** Your goal **
Retype exactly the stretch of lines that begins at the line containing "one marker per instance, written like [510,214]" and ends at the last line of the data, with no other lines.

** Data shown **
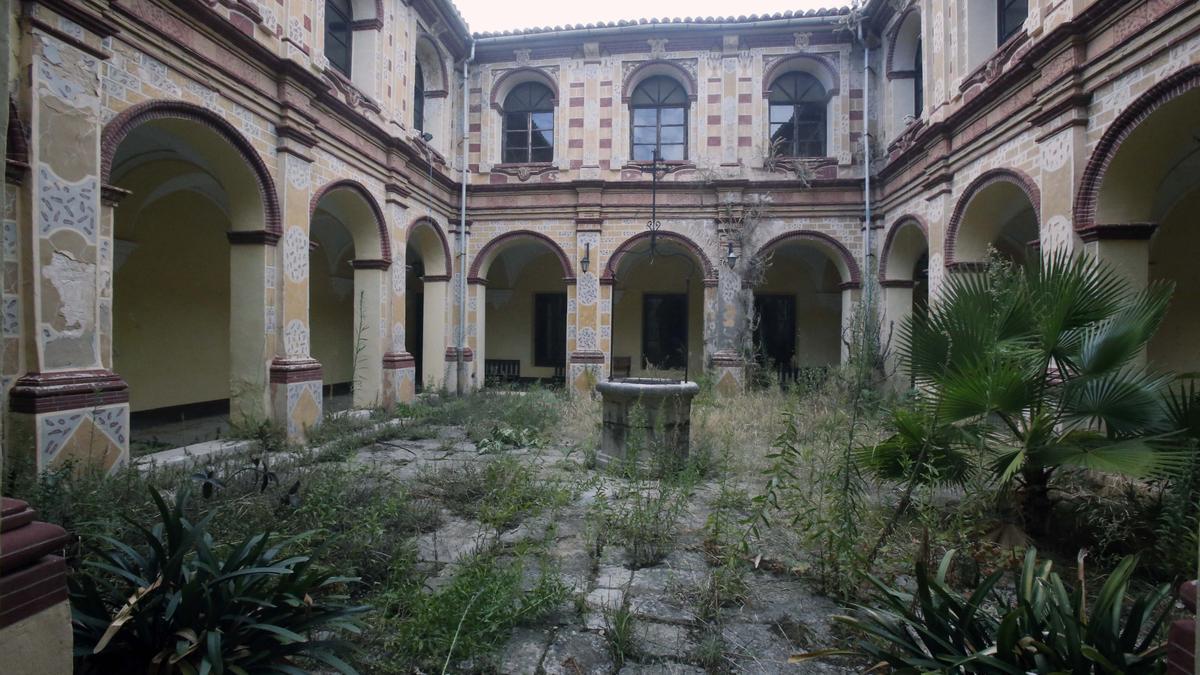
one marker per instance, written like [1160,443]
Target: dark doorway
[550,330]
[775,332]
[415,333]
[665,330]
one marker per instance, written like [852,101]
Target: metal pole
[461,362]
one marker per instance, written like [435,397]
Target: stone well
[664,423]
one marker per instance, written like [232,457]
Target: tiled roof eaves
[669,22]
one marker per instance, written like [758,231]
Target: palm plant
[1024,370]
[180,604]
[1039,626]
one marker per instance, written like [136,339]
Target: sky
[491,16]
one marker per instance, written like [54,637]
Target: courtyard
[341,336]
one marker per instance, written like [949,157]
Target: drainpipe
[868,250]
[462,227]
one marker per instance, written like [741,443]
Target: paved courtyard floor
[773,617]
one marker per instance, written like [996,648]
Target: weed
[618,631]
[467,617]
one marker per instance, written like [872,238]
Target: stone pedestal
[35,617]
[645,417]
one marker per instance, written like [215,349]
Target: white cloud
[489,16]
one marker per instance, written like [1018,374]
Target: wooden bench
[502,370]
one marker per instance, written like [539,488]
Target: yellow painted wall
[666,275]
[814,280]
[171,309]
[510,322]
[331,316]
[1171,257]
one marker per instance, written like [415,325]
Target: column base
[729,371]
[399,378]
[73,417]
[295,395]
[585,370]
[451,370]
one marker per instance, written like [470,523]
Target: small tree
[1020,371]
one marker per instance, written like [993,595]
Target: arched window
[419,100]
[659,107]
[918,82]
[798,111]
[1009,18]
[339,34]
[529,124]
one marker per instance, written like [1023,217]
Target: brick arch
[117,130]
[651,69]
[909,219]
[852,269]
[1087,196]
[893,36]
[987,179]
[503,239]
[363,192]
[510,79]
[437,231]
[793,63]
[613,264]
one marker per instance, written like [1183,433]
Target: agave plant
[183,604]
[1039,626]
[1021,371]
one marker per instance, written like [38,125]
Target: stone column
[67,405]
[725,323]
[588,336]
[851,291]
[897,304]
[399,365]
[295,376]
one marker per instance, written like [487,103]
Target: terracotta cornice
[36,393]
[371,263]
[287,371]
[99,23]
[1122,232]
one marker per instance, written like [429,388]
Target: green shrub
[1038,627]
[183,604]
[467,617]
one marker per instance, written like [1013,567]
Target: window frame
[345,11]
[797,105]
[1002,7]
[528,150]
[658,120]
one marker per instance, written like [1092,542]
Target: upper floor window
[798,114]
[419,99]
[529,124]
[1011,17]
[339,17]
[659,108]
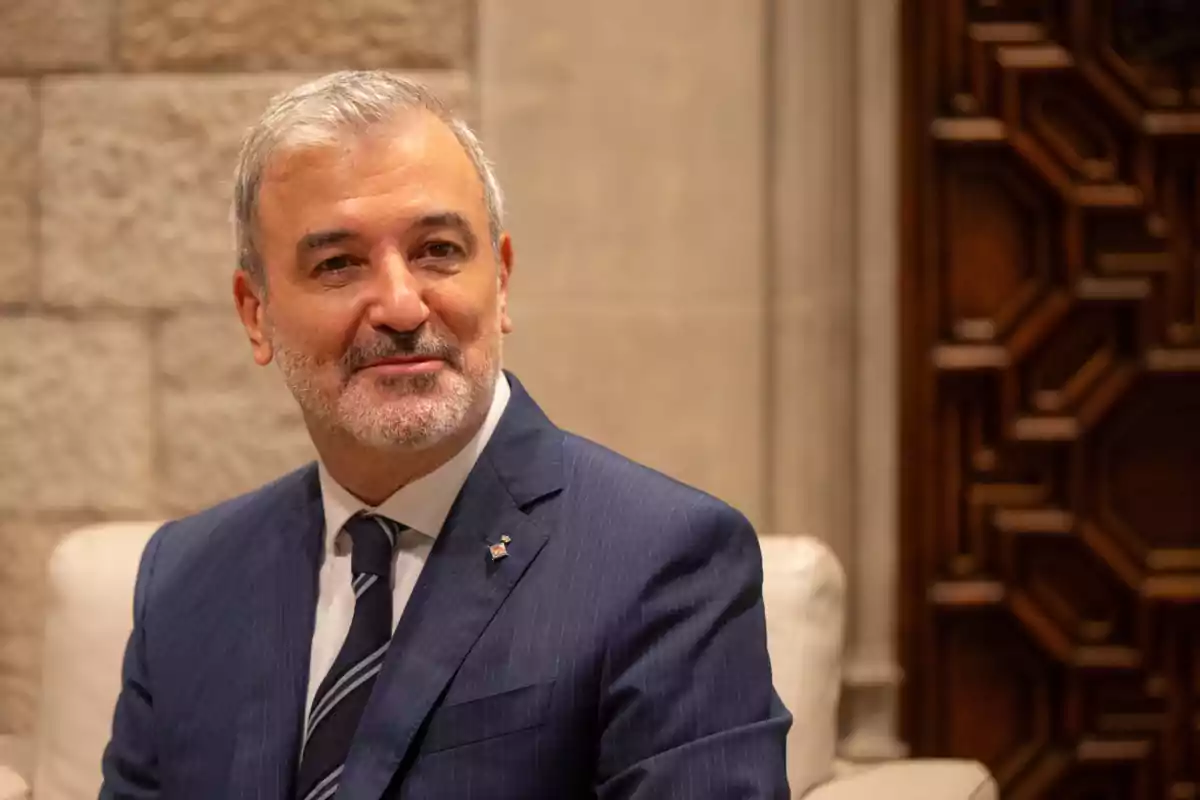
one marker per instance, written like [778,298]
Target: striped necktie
[343,693]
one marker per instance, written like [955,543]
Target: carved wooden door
[1051,392]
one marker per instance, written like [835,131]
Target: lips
[406,366]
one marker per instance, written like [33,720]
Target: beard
[391,411]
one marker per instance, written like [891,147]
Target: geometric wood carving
[1050,392]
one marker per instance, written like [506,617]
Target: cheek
[469,312]
[322,334]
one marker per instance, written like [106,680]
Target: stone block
[25,548]
[681,391]
[630,139]
[258,35]
[137,181]
[228,426]
[39,35]
[18,164]
[75,414]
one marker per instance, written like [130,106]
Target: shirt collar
[424,504]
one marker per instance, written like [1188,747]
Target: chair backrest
[89,619]
[804,591]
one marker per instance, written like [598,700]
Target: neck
[373,474]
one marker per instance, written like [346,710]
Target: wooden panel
[1051,392]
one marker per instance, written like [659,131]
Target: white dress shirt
[423,506]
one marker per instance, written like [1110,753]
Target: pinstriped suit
[617,651]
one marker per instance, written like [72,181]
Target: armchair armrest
[15,763]
[12,786]
[912,780]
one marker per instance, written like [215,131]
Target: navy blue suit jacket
[618,651]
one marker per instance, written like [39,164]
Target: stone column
[834,401]
[873,672]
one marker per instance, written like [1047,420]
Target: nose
[397,304]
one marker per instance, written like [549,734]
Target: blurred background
[918,277]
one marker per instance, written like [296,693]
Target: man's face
[385,302]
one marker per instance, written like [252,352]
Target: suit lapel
[281,578]
[460,590]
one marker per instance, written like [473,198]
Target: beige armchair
[90,612]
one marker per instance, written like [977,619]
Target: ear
[505,274]
[249,298]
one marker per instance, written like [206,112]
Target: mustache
[421,342]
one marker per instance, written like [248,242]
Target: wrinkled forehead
[413,160]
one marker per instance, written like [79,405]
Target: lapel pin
[498,551]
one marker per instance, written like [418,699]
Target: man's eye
[441,250]
[334,264]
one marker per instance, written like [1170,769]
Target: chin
[406,422]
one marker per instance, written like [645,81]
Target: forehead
[403,167]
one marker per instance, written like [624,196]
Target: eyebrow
[319,239]
[450,220]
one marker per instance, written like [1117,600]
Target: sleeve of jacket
[131,763]
[688,708]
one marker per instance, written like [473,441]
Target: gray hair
[321,112]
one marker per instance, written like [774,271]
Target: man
[460,600]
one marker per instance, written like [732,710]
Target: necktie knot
[373,542]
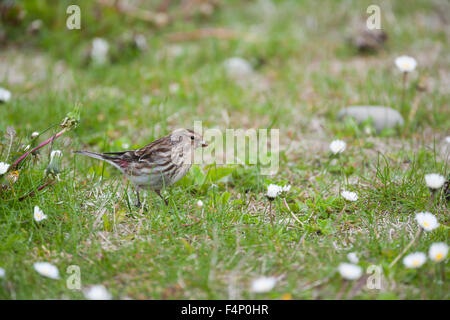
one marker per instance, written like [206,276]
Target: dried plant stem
[270,212]
[32,193]
[16,163]
[343,290]
[416,238]
[405,75]
[293,215]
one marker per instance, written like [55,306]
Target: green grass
[180,250]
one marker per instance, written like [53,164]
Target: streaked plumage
[157,165]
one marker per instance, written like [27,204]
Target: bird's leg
[159,194]
[138,203]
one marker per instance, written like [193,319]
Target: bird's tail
[100,156]
[91,154]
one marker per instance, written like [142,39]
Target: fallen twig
[159,19]
[219,33]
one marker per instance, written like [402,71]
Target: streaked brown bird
[157,165]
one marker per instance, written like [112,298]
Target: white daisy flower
[56,153]
[97,292]
[3,167]
[349,195]
[438,251]
[350,271]
[273,191]
[405,63]
[237,67]
[47,270]
[5,95]
[352,257]
[263,284]
[338,146]
[174,87]
[414,260]
[39,215]
[427,221]
[99,52]
[434,180]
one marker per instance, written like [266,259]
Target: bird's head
[188,137]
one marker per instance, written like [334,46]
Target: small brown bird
[157,165]
[366,40]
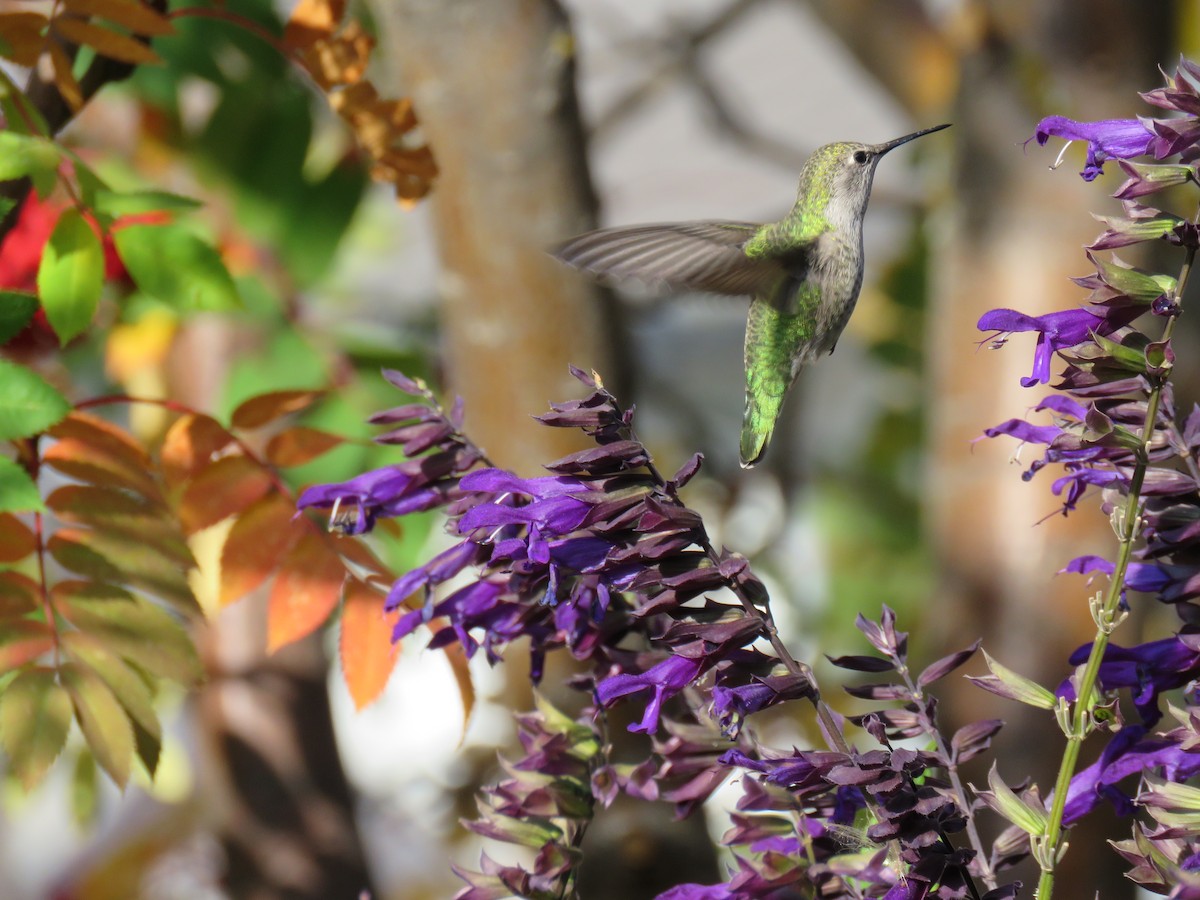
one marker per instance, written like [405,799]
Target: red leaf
[256,545]
[23,641]
[305,591]
[17,539]
[365,645]
[191,443]
[222,489]
[257,412]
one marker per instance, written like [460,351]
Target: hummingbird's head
[838,177]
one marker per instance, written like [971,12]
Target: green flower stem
[1107,622]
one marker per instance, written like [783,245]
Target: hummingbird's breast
[838,274]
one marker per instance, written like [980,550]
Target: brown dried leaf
[265,408]
[223,489]
[64,78]
[23,35]
[190,444]
[305,592]
[256,545]
[105,41]
[312,21]
[137,17]
[300,444]
[17,539]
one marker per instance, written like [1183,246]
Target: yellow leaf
[305,592]
[132,348]
[105,41]
[365,643]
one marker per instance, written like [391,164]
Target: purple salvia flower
[1107,139]
[1056,331]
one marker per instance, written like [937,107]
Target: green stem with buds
[1050,846]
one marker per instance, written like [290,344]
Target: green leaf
[71,275]
[83,789]
[22,156]
[132,203]
[131,627]
[16,310]
[174,265]
[28,405]
[130,689]
[35,717]
[105,725]
[22,641]
[112,557]
[1029,819]
[18,493]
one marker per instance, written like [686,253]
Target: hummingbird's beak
[880,149]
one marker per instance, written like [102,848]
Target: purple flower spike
[1107,139]
[1056,331]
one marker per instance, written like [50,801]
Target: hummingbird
[803,273]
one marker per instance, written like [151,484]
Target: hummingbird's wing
[694,256]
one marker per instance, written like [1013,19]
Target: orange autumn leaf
[265,408]
[221,490]
[305,592]
[17,539]
[95,465]
[300,444]
[190,444]
[256,545]
[365,645]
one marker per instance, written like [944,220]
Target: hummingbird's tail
[757,425]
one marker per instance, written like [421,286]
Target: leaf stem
[1107,621]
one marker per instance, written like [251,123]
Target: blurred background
[546,119]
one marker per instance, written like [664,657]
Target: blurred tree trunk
[493,85]
[270,781]
[1008,238]
[492,82]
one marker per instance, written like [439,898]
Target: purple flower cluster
[601,558]
[1127,138]
[544,803]
[1113,427]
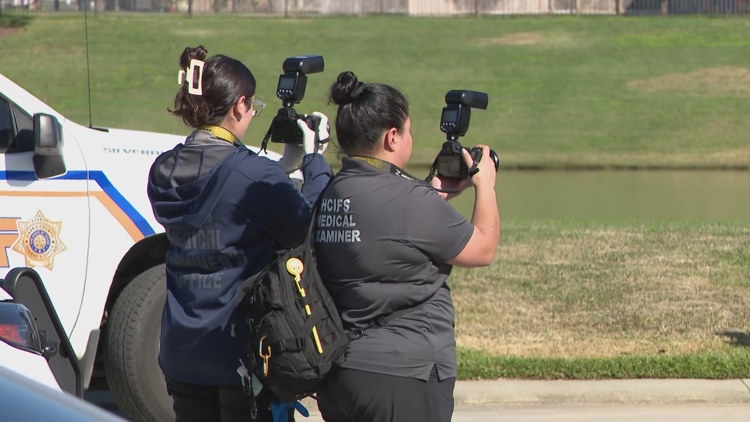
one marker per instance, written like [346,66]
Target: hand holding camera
[288,126]
[456,166]
[314,139]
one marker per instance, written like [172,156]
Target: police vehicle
[75,210]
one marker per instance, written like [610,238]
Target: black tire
[132,343]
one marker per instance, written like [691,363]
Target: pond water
[620,195]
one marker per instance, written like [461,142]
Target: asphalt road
[581,401]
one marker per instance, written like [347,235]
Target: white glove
[292,158]
[312,140]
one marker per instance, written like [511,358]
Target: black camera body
[454,122]
[291,90]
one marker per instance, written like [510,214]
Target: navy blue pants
[204,403]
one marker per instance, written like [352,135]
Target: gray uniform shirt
[382,242]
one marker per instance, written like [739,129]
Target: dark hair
[224,81]
[365,111]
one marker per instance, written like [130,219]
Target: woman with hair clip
[225,210]
[385,245]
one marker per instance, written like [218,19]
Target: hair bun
[346,89]
[191,53]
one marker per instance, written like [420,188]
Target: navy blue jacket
[225,211]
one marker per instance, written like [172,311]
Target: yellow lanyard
[221,133]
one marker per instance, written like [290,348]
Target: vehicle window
[16,128]
[6,127]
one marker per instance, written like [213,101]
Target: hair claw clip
[193,88]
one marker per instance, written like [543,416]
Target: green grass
[564,91]
[566,299]
[562,299]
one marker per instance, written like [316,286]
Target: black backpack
[299,336]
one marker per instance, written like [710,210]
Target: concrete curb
[643,391]
[640,391]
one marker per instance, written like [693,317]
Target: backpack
[299,336]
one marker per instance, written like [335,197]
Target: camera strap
[384,166]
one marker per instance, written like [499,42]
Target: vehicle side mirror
[26,287]
[48,142]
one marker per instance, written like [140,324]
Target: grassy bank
[629,300]
[564,91]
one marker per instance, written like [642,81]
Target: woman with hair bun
[385,244]
[226,210]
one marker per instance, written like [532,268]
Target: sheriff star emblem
[38,240]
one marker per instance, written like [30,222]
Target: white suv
[75,209]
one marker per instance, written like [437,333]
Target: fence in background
[404,7]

** Expected answer **
one marker per instance, written like [510,214]
Target: navy blue pants
[204,403]
one marker per instance, written like [352,135]
Target: gray uniform shirt
[382,242]
one marker per instance, written like [739,129]
Target: dark hair
[224,81]
[365,111]
one marker per instance, written like [130,219]
Target: woman with hair clip
[225,210]
[385,245]
one marker per instance, written like [218,19]
Target: hair bun
[346,89]
[191,53]
one marker per instance, written like [420,188]
Target: navy blue jacket
[225,211]
one marker per instance, written like [172,311]
Target: yellow lanyard
[221,133]
one marker per instance, written like [290,348]
Target: vehicle window
[16,128]
[6,127]
one marker per instance, written like [213,101]
Target: hair claw clip
[193,88]
one marker per instance, written like [543,416]
Target: green grass
[564,91]
[566,299]
[562,299]
one marker per instance, written like [316,286]
Target: black backpack
[299,336]
one marker per instance, written like [710,210]
Target: concrete curb
[643,391]
[640,391]
one marker per instance, written like [693,317]
Target: backpack
[299,336]
one marker per instance, written like [335,197]
Target: camera strap
[384,166]
one marker per instance, written like [499,42]
Target: vehicle side mirror
[26,287]
[48,142]
one marker per instance, written like [140,324]
Target: grassy bank
[629,300]
[564,91]
one marker per instance, written like [642,81]
Target: woman with hair bun
[385,244]
[226,210]
one marker per instance, written like [532,268]
Target: sheriff star emblem
[38,240]
one marker per instance, written like [30,222]
Target: white suv
[75,209]
one marker per instance, written like [437,333]
Target: fence in background
[404,7]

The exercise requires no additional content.